* _Directive_
Pick out every line below that contains the word "finial", matching case exactly, and copy each one in full.

* _Source material_
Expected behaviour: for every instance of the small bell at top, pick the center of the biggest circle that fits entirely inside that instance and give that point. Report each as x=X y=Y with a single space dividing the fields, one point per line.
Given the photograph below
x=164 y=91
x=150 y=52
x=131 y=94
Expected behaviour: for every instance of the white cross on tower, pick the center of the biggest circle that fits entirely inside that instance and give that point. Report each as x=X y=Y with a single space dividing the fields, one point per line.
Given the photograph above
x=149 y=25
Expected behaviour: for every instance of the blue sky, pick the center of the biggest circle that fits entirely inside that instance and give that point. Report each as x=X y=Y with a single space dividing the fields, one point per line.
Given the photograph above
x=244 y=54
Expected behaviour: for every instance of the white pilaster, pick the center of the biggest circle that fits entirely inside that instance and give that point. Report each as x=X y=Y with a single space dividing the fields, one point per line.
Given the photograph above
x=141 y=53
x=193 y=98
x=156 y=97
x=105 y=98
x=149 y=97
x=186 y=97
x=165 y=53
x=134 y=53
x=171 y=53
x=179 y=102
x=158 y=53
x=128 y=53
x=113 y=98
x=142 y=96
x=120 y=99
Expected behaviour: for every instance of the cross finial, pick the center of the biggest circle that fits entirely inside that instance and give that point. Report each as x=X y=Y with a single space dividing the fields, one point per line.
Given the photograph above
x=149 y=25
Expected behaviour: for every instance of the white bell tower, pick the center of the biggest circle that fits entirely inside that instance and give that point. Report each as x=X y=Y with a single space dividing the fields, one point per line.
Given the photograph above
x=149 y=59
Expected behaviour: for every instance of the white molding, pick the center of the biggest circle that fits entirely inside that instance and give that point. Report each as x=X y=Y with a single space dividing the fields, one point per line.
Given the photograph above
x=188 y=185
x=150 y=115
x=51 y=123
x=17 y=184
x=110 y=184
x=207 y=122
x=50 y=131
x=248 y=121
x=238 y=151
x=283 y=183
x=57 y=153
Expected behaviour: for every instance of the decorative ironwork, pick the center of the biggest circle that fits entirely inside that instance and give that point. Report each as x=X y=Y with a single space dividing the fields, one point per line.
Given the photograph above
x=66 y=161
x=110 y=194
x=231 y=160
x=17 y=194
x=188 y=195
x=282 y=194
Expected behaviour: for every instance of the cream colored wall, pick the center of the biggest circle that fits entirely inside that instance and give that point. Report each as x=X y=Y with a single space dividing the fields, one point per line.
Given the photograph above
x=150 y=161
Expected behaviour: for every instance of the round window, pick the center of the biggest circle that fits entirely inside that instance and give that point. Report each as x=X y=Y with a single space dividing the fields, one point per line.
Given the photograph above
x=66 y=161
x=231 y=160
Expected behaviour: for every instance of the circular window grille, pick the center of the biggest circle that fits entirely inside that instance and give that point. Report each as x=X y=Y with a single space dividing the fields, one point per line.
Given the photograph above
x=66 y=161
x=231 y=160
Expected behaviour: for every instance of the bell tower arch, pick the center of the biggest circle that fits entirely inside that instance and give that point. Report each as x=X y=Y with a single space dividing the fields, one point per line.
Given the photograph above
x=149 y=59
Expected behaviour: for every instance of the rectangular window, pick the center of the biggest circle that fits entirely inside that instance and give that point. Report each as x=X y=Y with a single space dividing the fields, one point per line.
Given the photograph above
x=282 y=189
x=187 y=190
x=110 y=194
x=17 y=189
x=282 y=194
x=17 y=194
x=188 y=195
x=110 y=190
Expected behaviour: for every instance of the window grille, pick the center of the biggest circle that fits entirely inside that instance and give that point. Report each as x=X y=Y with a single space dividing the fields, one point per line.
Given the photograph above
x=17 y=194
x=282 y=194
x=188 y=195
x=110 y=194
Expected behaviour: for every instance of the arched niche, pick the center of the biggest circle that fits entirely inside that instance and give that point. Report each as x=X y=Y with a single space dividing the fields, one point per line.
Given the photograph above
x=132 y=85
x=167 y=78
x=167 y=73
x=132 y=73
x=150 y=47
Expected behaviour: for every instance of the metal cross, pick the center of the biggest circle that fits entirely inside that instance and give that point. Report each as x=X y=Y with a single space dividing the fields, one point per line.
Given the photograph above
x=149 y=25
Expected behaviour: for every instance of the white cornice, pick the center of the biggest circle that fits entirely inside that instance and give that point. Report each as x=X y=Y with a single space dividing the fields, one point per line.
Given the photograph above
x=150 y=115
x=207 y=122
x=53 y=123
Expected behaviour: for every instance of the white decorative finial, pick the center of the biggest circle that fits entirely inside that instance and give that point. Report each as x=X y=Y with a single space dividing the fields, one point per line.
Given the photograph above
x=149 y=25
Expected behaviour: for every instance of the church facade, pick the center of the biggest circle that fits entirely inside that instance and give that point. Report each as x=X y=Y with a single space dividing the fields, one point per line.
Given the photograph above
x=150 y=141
---
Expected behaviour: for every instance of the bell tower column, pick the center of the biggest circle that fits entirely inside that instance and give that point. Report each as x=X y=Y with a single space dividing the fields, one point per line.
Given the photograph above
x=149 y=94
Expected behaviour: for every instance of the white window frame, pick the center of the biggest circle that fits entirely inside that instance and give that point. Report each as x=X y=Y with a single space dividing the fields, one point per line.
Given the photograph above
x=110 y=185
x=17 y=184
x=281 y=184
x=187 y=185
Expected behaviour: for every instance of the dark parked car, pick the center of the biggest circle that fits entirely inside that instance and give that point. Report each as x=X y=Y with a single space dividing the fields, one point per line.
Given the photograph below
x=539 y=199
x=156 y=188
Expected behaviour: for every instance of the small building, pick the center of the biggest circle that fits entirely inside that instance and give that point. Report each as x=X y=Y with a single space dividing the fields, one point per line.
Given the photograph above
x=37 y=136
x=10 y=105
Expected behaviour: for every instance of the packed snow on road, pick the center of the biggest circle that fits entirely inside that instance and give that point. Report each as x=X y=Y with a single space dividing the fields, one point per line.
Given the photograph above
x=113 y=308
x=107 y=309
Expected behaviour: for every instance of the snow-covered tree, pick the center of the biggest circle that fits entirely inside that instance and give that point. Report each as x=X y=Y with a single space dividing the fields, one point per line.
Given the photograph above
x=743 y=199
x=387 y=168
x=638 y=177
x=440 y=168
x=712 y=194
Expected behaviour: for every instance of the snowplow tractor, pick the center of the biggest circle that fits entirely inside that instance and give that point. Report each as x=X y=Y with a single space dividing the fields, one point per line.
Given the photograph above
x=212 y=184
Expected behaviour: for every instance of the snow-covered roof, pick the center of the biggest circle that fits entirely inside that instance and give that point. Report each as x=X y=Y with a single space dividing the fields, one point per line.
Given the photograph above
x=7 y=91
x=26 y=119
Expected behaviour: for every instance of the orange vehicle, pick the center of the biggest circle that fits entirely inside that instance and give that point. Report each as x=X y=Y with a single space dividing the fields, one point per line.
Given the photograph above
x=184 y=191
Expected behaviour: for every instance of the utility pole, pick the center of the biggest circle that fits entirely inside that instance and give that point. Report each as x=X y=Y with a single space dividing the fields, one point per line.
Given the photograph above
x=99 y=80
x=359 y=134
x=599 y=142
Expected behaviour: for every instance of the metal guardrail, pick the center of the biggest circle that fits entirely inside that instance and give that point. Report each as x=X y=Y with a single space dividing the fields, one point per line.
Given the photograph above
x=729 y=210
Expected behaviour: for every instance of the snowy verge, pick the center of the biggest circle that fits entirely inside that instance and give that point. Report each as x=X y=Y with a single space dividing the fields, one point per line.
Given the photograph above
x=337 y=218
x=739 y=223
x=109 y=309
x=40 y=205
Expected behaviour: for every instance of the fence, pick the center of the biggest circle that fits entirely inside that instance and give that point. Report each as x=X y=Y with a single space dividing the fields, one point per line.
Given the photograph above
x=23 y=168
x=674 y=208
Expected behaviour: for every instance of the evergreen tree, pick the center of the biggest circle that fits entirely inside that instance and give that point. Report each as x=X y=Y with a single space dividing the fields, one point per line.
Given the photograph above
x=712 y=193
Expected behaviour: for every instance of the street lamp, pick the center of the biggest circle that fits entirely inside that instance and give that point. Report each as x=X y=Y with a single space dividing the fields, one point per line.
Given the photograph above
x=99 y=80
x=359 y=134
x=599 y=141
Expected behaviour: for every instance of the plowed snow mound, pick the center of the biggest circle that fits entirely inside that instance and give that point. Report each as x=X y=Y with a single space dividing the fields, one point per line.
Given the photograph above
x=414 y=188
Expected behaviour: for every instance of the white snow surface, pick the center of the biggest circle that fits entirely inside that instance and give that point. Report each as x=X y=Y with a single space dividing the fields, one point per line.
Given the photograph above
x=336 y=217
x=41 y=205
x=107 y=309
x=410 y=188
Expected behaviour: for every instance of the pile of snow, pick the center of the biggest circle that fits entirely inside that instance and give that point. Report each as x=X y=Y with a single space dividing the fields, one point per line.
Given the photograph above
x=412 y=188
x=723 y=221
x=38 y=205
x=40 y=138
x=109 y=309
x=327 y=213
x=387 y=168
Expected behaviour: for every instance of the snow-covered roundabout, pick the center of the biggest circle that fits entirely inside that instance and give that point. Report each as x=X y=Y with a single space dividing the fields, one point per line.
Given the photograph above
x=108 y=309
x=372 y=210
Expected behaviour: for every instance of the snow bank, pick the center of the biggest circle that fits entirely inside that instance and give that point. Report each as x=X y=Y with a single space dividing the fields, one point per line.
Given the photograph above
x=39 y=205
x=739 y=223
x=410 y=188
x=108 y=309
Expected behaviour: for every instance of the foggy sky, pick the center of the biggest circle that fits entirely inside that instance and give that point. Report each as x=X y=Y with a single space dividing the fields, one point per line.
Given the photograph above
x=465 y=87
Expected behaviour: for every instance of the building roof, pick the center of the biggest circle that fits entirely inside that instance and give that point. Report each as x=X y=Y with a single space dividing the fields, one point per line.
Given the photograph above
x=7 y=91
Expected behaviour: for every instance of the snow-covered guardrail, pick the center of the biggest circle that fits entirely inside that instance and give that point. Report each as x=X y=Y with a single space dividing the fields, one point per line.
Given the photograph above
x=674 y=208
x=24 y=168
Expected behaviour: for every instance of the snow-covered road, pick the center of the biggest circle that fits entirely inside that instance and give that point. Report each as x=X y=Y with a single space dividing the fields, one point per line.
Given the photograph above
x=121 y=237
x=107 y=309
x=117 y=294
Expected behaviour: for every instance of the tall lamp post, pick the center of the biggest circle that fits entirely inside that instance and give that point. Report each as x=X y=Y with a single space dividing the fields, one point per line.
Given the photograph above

* _Full output_
Expected behaviour: for every instance of the cross finial, pick the center of the biggest circle that fits entirely inside that instance and give that point. Report each as x=X y=Y with a single space dividing the fields, one point per line.
Expected behaviour: for every instance of the white decorative finial, pick the center of the biggest circle that fits entirely inside that instance and give that point. Report each as x=X y=Y with a single space dividing the fields, one point per line.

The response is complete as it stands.